[QUOTED PASSAGE]
-- Opening Marker --
That was not the quiet man who delivered mulch to friends and joked around during picnics, said Ralph Edwards, 69. Edwards watched in terror as Ratzmann shot from right to left, first the pastor's wife, then their 16-year-old son, then the pastor, before shooting others.

"It was just mechanical and his face was just, it was like he was in a trance," Edwards said. "His eyes were black."

Those who knew Ratzmann, a 44-year-old computer technician, now struggle for answers.

Why did the quiet gardener, who gave others homemade soap but could not get a steady date, turn into a killer?

While a definitive motive may never be known, friends and family described him as lonely and depressed.

Ratzmann lived with his mother, Shirley, who said that although he did not seem suicidal, he was depressed about his job situation and was not pleased with his church, according to a medical examiner's report. "She stated that her son did not agree with the new pastor's point of view, but didn't harp on it," the report read.

Friends said Ratzmann had been greatly affected by his parents' divorce after he graduated from high school in 1978, but avoided the subject. His father, John, died in 1992.
-- Closing Marker --
[EXTRACTED INFORMATION]
-- Opening Marker --
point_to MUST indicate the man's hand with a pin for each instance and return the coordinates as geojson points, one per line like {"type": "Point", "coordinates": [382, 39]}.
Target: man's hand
-- Closing Marker --
-- Opening Marker --
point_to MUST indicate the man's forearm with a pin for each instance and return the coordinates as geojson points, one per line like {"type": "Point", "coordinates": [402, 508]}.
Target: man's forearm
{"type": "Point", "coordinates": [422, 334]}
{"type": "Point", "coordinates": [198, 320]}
-- Closing Marker --
[YOUR TASKS]
1 - Answer these from the Ratzmann passage:
(a) How old is Ralph Edwards?
(b) What work did Ratzmann do?
(c) In what year did Ratzmann's father die?
2 - List every person the Ratzmann passage identifies by name.
The records are separate material, unrelated to the Ratzmann passage.

[YOUR WRITTEN ANSWERS]
1 -
(a) 69
(b) He was a computer technician.
(c) 1992

2 -
Ralph Edwards
Ratzmann
Shirley, Ratzmann's mother
John, Ratzmann's father